Text passage below:

In heavy infestations, it's possible to find worms after you cough or vomit, and the worms can come out of other body openings, such as your mouth or nostrils. If this happens to you, take the worm to your doctor to identify it and prescribe the proper treatment.
Mature female ascariasis worms in your intestine begin laying eggs. These eggs travel through your digestive system and eventually can be found in your stool.
To diagnose ascariasis, your doctor will examine your stool for the microscopic eggs and larvae. But eggs won't appear in stool until at least 40 days after you're infected. And if you're infected with only male worms, you won't have eggs.
Your blood can be tested for the presence of an increased number of a certain type of white blood cell, called eosinophils. Ascariasis can elevate your eosinophils, but so can other types of health problems.
- X-rays. If you're infested with worms, the mass of worms may be visible in an X-ray of your abdomen. In some cases, a chest X-ray can reveal the larvae in your lungs.
- Ultrasound. An ultrasound may show worms in your pancreas or liver. This technology uses sound waves to create images of internal organs.
- CT scans or MRIs. Both types of tests create detailed images of your internal structures, which can help your doctor detect worms that are blocking ducts in your liver or pancreas. CT scans combine X-ray images taken from many angles; MRI uses radio waves and a strong magnetic field.
Typically, only infections that cause symptoms need to be treated. In some cases, ascariasis will resolve on its own.
Anti-parasite medications are the first line of treatment against ascariasis. The most common are:
- Albendazole (Albenza)
- Ivermectin (Stromectol)
These medications, taken for one to three days, kill the adult worms. Side effects include mild abdominal pain or diarrhea.
In cases of heavy infestation, surgery may be necessary to remove worms and repair damage they've caused. Intestinal obstruction or perforation, bile duct obstruction, and appendicitis are complications that may require surgery.

End of Text passage.
Records below:

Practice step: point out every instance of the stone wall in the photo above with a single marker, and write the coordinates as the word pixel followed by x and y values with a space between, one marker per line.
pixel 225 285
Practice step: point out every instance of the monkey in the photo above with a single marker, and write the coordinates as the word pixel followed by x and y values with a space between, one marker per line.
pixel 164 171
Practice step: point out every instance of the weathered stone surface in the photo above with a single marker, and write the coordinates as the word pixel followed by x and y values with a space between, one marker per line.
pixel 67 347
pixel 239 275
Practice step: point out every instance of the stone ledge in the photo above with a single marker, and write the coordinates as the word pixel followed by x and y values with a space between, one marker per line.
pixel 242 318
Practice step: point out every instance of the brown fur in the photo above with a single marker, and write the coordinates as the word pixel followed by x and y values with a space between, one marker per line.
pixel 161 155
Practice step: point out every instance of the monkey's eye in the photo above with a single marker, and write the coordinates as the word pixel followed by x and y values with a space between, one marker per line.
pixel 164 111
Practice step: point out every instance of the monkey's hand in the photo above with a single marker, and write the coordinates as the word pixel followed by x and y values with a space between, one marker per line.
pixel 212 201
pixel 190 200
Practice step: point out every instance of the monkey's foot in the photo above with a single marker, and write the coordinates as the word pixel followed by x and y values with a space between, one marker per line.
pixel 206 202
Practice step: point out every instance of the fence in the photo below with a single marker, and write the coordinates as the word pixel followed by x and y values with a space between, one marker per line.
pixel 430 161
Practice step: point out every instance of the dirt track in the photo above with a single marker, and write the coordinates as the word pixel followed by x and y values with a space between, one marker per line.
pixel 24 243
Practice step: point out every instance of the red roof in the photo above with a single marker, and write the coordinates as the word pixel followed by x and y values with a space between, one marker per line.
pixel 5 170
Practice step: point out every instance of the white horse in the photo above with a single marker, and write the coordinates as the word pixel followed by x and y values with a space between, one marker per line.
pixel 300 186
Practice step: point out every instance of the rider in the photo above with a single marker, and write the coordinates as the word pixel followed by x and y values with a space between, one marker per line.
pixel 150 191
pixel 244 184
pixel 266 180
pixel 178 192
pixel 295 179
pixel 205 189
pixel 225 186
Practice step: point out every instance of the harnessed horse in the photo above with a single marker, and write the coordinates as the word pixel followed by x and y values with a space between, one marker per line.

End of Records.

Retype the part of the ascariasis text between "To diagnose ascariasis, your" and "of internal organs.", inclusive. The records have nothing to do with this.

> Result for this task
To diagnose ascariasis, your doctor will examine your stool for the microscopic eggs and larvae. But eggs won't appear in stool until at least 40 days after you're infected. And if you're infected with only male worms, you won't have eggs.
Your blood can be tested for the presence of an increased number of a certain type of white blood cell, called eosinophils. Ascariasis can elevate your eosinophils, but so can other types of health problems.
- X-rays. If you're infested with worms, the mass of worms may be visible in an X-ray of your abdomen. In some cases, a chest X-ray can reveal the larvae in your lungs.
- Ultrasound. An ultrasound may show worms in your pancreas or liver. This technology uses sound waves to create images of internal organs.